• GOAL OF THE EXERCISE: Please give back every entry in full, word for word, but none of the pictures.

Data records
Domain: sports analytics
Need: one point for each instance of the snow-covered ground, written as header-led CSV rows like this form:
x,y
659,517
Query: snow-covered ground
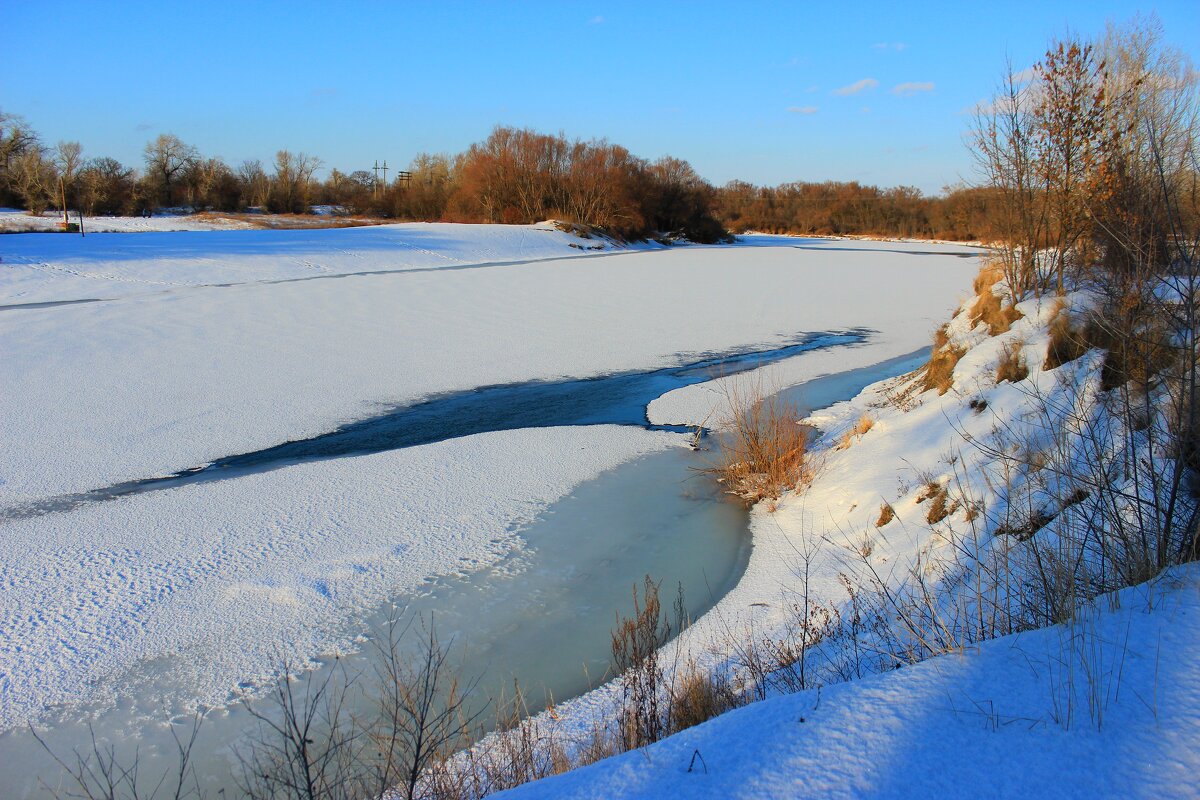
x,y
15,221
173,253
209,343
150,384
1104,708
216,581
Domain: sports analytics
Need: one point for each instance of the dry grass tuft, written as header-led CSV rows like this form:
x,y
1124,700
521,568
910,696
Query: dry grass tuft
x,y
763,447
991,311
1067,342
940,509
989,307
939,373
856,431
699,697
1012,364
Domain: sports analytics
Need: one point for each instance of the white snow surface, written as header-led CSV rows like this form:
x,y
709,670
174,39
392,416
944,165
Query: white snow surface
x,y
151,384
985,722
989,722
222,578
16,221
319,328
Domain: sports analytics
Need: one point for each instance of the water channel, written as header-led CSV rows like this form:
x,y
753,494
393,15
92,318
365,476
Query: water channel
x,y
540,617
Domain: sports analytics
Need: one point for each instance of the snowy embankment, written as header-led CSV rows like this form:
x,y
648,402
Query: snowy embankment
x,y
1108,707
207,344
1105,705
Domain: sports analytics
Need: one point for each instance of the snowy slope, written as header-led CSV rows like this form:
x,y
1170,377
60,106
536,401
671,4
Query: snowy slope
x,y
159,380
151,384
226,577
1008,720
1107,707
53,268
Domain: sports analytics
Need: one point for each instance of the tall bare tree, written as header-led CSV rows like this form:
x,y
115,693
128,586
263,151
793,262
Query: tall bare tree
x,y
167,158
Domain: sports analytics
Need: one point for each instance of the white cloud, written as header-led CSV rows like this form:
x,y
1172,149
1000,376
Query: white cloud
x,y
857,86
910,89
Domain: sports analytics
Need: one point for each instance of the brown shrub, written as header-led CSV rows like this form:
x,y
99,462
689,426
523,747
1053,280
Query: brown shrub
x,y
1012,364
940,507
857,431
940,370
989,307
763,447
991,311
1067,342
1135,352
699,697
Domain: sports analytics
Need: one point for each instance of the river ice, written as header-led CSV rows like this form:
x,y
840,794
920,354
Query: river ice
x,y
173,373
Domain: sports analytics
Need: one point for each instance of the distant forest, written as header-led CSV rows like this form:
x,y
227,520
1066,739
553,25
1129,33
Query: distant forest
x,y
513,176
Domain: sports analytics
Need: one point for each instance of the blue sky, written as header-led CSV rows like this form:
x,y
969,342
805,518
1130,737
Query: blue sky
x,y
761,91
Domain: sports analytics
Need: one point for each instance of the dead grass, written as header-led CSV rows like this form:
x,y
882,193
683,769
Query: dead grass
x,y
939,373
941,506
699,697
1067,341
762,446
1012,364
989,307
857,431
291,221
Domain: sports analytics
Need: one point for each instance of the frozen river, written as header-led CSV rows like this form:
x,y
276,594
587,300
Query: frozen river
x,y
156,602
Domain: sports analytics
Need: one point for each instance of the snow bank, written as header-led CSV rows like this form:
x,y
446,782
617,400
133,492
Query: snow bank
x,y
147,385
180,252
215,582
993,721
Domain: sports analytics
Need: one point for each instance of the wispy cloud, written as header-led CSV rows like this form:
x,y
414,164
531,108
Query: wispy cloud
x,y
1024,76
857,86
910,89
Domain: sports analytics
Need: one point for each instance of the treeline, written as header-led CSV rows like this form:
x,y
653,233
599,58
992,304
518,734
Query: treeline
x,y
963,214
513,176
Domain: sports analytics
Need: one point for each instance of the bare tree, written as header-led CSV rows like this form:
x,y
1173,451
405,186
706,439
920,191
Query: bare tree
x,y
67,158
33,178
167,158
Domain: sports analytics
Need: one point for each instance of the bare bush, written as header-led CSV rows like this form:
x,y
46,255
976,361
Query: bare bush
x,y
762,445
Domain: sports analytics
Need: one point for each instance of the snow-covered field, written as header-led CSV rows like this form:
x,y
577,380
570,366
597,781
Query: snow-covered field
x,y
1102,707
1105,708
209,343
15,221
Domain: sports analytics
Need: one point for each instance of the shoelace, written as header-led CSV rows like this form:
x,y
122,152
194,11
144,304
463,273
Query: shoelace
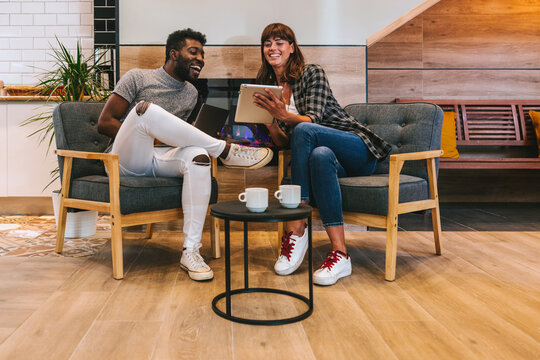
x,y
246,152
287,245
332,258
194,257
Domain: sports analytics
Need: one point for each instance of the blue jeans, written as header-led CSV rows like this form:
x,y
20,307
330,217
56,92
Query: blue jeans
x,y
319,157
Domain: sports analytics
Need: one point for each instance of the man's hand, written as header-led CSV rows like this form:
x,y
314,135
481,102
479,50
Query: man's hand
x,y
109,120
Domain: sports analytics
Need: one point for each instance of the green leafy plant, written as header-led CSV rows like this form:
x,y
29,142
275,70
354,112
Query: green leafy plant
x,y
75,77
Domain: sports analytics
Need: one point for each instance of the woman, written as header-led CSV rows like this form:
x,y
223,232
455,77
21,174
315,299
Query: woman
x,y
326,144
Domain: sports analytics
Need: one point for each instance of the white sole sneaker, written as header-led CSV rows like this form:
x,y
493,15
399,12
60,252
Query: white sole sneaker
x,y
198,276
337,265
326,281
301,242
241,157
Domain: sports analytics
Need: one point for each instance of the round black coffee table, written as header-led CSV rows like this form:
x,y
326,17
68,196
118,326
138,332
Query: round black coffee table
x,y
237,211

• ANSWER TO THIS TASK:
Domain: sports analytics
Need: one point for each instance of the snow-covered ground, written as header-led CSV rows like this form:
x,y
659,517
Query: snow-covered ground
x,y
15,221
173,253
209,343
150,384
1104,708
216,581
Domain: sports analytics
Need: one point for each instance of the dry grass tuft, written as header-led CSV rows like this form:
x,y
1124,700
521,568
910,696
Query: dry grass tuft
x,y
763,447
991,311
1067,342
940,509
989,307
939,373
856,431
699,697
1012,364
Domain: sports analytics
Need: one point for each instance of the white snow surface, written as header-led CSV rows like this form:
x,y
709,670
174,39
392,416
944,165
Query: white snow surface
x,y
151,384
985,722
989,722
222,578
16,221
319,328
Domain: sports analytics
Need: one point for each instance of the water channel, written as header-led CSV rows like this form:
x,y
753,494
393,15
92,318
365,476
Query: water channel
x,y
540,617
Domain: sports analytics
Need: one point for each instance of the snowy embankment, written as header-led CSV rows like this form:
x,y
648,402
Query: snowy embankment
x,y
1108,707
207,344
1105,705
Domain: sports analytics
Need: one point for each instance of the snowy slope, written as header-led CSV rows like this form:
x,y
1170,377
60,106
536,401
671,4
Query: snowy slope
x,y
159,380
151,384
226,577
1008,720
1107,707
53,268
Domain: sports analytics
Need: one point for each instance of the tall bare tree, written as header-led CSV rows like this form:
x,y
115,693
128,586
263,151
793,262
Query: tall bare tree
x,y
167,158
Domain: sports analytics
Need: one point for each instance of the white cloud, written as header-led CSV rows like this form:
x,y
1172,149
1000,376
Query: white cloud
x,y
857,86
910,89
Domain: sports analytics
Need: one point for each instance of the brown shrub, written as header-led CSV rows like this form:
x,y
99,462
689,426
523,747
1053,280
Query: brown shrub
x,y
1012,364
940,507
857,431
940,370
989,307
763,447
991,311
1067,342
1135,352
699,697
Domain: sports analytics
Need: one point for each instance of the river ice, written as header-led CSV rows like this form:
x,y
840,794
920,354
Query: river ice
x,y
173,373
Domain: sports analytics
Need: one point for each instance of the distant forest, written as header-led CSV rows like this form:
x,y
227,520
1066,739
553,25
1129,33
Query: distant forest
x,y
513,176
Domain: sports analytics
Need: one point for each instance of the blue sky, written as header-led CSV rows like this form:
x,y
969,342
805,518
1130,737
Query: blue sky
x,y
761,91
Domain: sports analytics
Need: one point for each instance of the dead grass, written as header-led CSV rows like this form:
x,y
882,193
683,769
Query: dead grass
x,y
939,373
941,506
699,697
1067,341
762,446
1012,364
989,307
857,431
291,221
Domain: sports analytics
Need: one point for each instance of the frozen river, written as header-led CSV rows like this form:
x,y
276,594
587,300
Query: frozen river
x,y
156,602
Domain: sports analytics
Need: one point for each instance of the snow bank, written as header-led CSV rows like this form:
x,y
446,782
617,400
133,492
Query: snow bank
x,y
147,385
180,252
215,582
993,721
Domain: sports analytics
Need: one point for each instance of the wispy cloud, written as header-led CSV rows like this form:
x,y
414,164
531,108
Query: wispy cloud
x,y
1024,76
857,86
910,89
Domain: sports analytics
Need: one point for each instance of the treeline, written as header-led CSV rows like this form:
x,y
653,233
599,58
992,304
518,734
Query: treeline
x,y
963,214
513,176
Domain: sports analytics
Need: one point for each instance of the bare tree, written as header-led CSV rows like this form:
x,y
1173,451
405,186
706,439
920,191
Query: bare tree
x,y
67,158
33,178
167,158
Domain: sports analytics
Need: one point for each instance of the bare bush, written as header-led CSV rows like this form:
x,y
46,255
976,361
Query: bare bush
x,y
762,445
Domain: sports analytics
Need: one point for each instance of the snow-covered field, written as header-led CSV rows like this form:
x,y
577,380
570,366
597,781
Query: snow-covered field
x,y
1102,707
1105,708
209,343
15,221
Domain: sports analytics
Need: one point for each instance of the shoelace, written as header-led CSV rows like this form:
x,y
122,152
194,11
144,304
463,273
Query: shoelace
x,y
246,152
287,245
332,258
194,257
Domain: sports analytics
Need: one point for each instance of the blue jeans, written as header-led CSV rows like this form:
x,y
20,307
330,217
56,92
Query: blue jeans
x,y
319,157
Domain: sports analytics
Need: one point for each instance of the man's hand, written as header-led CSV rows like this form:
x,y
314,135
481,102
479,50
Query: man's hand
x,y
109,120
Domain: sports analytics
Need: one point for each instance of the green leafy plant, written as header-led CSV rows like this form:
x,y
29,142
275,70
354,112
Query: green leafy plant
x,y
75,77
Domain: sports analytics
Need: one point for each instance of the woman, written as header-led CSV rows like this form:
x,y
223,232
455,77
21,174
315,299
Query: woman
x,y
326,144
Domain: sports analytics
Need: one point for each instance of the white sole sneaker, written as header-led CSV rows like this form:
x,y
493,15
399,12
60,252
Query: white sole sneaker
x,y
198,276
337,265
326,281
301,242
241,157
Domain: sports analytics
Need: one point for each instance of the round black coffee table, written as header-led CSV rows like this form:
x,y
326,17
68,196
118,326
138,332
Query: round black coffee table
x,y
237,211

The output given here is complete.